▶ _PROBLEM DESCRIPTION_
Please copy out all the data. Every detail stays the same.

=====

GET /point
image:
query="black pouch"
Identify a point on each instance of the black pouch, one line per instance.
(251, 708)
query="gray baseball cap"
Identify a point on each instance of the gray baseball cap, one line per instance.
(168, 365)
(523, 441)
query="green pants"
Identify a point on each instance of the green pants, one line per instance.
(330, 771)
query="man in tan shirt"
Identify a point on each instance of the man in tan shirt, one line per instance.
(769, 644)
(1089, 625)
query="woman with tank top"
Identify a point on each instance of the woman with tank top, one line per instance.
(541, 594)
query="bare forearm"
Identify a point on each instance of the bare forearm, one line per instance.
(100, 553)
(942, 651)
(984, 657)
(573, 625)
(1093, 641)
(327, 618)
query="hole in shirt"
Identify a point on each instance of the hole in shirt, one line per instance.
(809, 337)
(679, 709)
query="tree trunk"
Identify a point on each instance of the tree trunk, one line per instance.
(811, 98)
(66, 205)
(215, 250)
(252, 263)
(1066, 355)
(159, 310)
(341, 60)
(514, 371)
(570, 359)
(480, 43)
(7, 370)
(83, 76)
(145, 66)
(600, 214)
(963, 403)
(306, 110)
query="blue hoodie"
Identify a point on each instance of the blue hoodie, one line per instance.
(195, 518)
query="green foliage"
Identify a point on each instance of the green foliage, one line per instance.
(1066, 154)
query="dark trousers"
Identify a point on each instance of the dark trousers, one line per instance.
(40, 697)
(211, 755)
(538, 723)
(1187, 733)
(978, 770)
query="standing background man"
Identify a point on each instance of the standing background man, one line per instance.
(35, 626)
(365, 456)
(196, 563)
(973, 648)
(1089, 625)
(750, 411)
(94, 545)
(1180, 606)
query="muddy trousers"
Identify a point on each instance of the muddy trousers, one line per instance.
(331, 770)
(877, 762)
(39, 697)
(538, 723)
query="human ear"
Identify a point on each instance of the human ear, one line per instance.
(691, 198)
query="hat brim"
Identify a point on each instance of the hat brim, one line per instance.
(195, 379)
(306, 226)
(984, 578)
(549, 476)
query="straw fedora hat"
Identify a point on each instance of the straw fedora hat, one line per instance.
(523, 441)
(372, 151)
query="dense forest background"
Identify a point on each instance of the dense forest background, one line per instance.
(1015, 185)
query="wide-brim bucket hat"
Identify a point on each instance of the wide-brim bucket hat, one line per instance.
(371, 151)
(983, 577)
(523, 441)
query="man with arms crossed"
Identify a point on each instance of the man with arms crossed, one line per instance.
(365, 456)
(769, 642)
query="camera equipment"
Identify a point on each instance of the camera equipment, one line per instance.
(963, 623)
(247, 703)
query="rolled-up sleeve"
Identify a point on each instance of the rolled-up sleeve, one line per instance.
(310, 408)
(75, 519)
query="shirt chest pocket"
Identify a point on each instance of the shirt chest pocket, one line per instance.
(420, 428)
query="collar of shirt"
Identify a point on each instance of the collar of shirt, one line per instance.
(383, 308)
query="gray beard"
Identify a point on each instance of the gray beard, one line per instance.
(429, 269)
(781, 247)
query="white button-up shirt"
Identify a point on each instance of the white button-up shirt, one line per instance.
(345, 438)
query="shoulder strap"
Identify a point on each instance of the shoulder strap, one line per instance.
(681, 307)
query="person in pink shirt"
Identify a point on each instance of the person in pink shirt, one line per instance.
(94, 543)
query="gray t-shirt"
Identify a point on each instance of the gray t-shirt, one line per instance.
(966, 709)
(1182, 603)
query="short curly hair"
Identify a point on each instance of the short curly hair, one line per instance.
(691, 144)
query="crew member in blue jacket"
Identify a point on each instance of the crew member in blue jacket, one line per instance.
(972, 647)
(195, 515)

=====

▶ _REPLY_
GET /point
image:
query="black pouch"
Identify a point on each instance of the black pouch, one line per instance.
(251, 708)
query="gray baseball cap"
Identify a point on each instance of the gray baseball cap, one line per instance.
(168, 365)
(523, 441)
query="green pants"
Identify a point on each instance of the green pants, one line per instance.
(330, 771)
query="man in tan shirt"
Identify a point on each instance of the man in tan shirt, one line per instance.
(769, 644)
(1089, 625)
query="woman with tank top"
Identify a point on each instance of the woman with tank top, one line per instance.
(541, 594)
query="bare forearm"
Identify a point on each instance of the bare forearm, one line per instance.
(100, 553)
(942, 651)
(984, 657)
(573, 625)
(1093, 641)
(327, 618)
query="hole in shirt"
Identify a point on each instance of the hole in shirt, one line per instance.
(809, 337)
(679, 709)
query="tree trunk"
Identify a point on each instance of the tree trunk, one line per instance.
(811, 98)
(66, 205)
(215, 250)
(252, 263)
(1066, 355)
(159, 310)
(341, 60)
(514, 371)
(570, 359)
(480, 43)
(7, 370)
(83, 76)
(145, 66)
(600, 214)
(963, 403)
(306, 110)
query="blue hoodie"
Identify a point on each instance of the blue hoodie, one line per instance.
(195, 518)
query="green foliage"
Identify a point on each instance of the green foliage, one line per instance.
(1066, 154)
query="dark trousers"
Identify a point on each instance of the dark trousers, one line per instance.
(40, 697)
(211, 755)
(538, 723)
(1187, 733)
(978, 770)
query="standing background man"
Identify a point on each instance of the standing background man, one line per instance.
(35, 626)
(365, 456)
(196, 563)
(973, 648)
(1089, 625)
(750, 411)
(94, 545)
(1180, 606)
query="muddy trousers"
Identify a point on each instance of the muddy trousers, one line per instance.
(331, 770)
(877, 762)
(39, 697)
(538, 723)
query="human ear"
Identify a point on each instance of the human ear, one line per instance.
(691, 198)
query="hat brim"
Identify a point on each instance of the hat brim, one line per instance.
(195, 379)
(306, 226)
(984, 578)
(549, 476)
query="straw fedora hat"
Identify a point on each instance of the straw fedora hat, one line per instance.
(523, 441)
(372, 151)
query="dense forest background"
Identify a point on each instance of the dense forest background, one line per instance.
(1015, 185)
query="wide-brim bucket hat"
Identify a point on each instance of the wide-brim bucket hat, one line per instance.
(371, 151)
(983, 577)
(523, 441)
query="man with arms crossed"
Identify a point on each instance of the man with arms crossed, one line per instance.
(365, 456)
(769, 642)
query="camera equipment"
Identify a point on each instance of the camera equipment, one line per instance.
(963, 623)
(247, 703)
query="rolled-up sleeve"
Identify a point on each instance of the rolled-up sleeve, one line per instance.
(310, 408)
(75, 519)
query="shirt chest pocket"
Identify a point on each instance of the shirt chest pocket, one line per instance.
(420, 428)
query="collar of shirt"
Identify a point on each instance of the collar of shirt, one line per instance.
(383, 308)
query="gray beard"
Identify a point on each instance of the gray beard, one line per instance.
(429, 269)
(781, 247)
query="white button-up shirt"
Identify a point on each instance of the white button-up shirt, one line per instance.
(345, 438)
query="shoulder strap"
Identify a point on each instance of the shoulder strap, one line per instance.
(681, 307)
query="person in pink shirt"
Identify a point on each instance of the person in pink shirt, one line per instance.
(94, 543)
query="gray t-shirt"
Identify a point on each instance of the gray t-shirt, one line per instance.
(966, 709)
(1182, 603)
query="short curly hair"
Identify a point on each instance of the short curly hair, one line per instance.
(691, 144)
query="crew member in blue jacket"
Identify a point on each instance of the crew member in blue jacket, one line per instance.
(972, 647)
(195, 515)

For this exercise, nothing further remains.